Quote:Abraham Lincoln as well as most everybody said very similar things back then.  Again, what possible theory could there be for why the South would turn down two proposals that would allow them to keep slavery?  The truth is that the tariff was the sticking point.  The North was bleeding the South dry, the South was very upset for some 40 or 50 years about this until they decided to leave the Union.  Abraham Lincoln was forced into a rallying cry to unite the northern states and pressure the South from seceding.  Why else would free black men, Indians, and the 98% of the population who never owned a slave, fight for the Confederacy?  It's not that black and white.

 

Yes, people do have the right to protest.  It doesn't mean they aren't complete and total jerks for forcing their opinions onto others by mob rule.  People protested against allowing women and blacks the right to vote and that doesn't make them any less insufferable jerks just because they had the right.  I'm just glad that Americans didn't cave so easily back then as they do today. 
 

Oh, now it's the tariff? Keep looking for something other than slavery - someone may believe it.

 

Are you not reading the quote from A. Stephens provided by The Eleventh Doctor?

 

Am I going to have to send FBT over there so he can wag his finger in your face and chide you about how important knowledge of history is?

-*-*-

# PROBLEM A:
List every line of the records that contains the string "green". Case counts.

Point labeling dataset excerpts
-*-*-

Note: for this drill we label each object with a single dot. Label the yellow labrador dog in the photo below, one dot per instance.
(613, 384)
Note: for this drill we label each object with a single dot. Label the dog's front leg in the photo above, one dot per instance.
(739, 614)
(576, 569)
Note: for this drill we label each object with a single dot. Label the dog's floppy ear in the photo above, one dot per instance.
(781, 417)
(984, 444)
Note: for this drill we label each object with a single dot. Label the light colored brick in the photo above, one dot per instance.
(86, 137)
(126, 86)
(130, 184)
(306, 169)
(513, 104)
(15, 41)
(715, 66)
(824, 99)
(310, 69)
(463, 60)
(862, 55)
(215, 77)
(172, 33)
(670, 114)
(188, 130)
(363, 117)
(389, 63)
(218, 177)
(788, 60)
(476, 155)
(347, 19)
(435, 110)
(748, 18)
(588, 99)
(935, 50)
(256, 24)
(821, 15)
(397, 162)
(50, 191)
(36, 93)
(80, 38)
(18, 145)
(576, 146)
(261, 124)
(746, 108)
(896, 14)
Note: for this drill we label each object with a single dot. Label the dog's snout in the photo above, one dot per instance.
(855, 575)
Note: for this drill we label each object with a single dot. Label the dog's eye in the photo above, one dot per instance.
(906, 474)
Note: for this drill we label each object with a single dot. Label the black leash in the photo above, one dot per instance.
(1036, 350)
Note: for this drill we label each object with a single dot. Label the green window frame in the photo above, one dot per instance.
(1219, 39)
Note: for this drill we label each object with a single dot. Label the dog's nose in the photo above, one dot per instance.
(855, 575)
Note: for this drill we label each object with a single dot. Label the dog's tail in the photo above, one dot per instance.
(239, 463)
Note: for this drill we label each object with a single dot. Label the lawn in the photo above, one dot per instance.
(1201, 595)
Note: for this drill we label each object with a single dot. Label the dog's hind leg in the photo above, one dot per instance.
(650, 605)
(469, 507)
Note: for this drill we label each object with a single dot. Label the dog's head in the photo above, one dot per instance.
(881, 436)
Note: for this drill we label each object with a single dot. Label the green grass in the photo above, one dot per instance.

-*-*-

# PROBLEM B:
For each statement about the forum thread, answer yes or no and quote the words of the thread that decide it. (i) The opening paragraph asks why the South would turn down two proposals that would have allowed it to keep slavery. (ii) The opening paragraph says 90% of the population never owned a slave. (iii) One post mentions a quote from A. Stephens provided by The Eleventh Doctor.

# FINISHED ANSWER A:
Note: for this drill we label each object with a single dot. Label the green window frame in the photo above, one dot per instance.
Note: for this drill we label each object with a single dot. Label the green grass in the photo above, one dot per instance.

# FINISHED ANSWER B:
(i) Yes: "what possible theory could there be for why the South would turn down two proposals that would allow them to keep slavery?"
(ii) No: "the 98% of the population who never owned a slave"
(iii) Yes: "Are you not reading the quote from A. Stephens provided by The Eleventh Doctor?"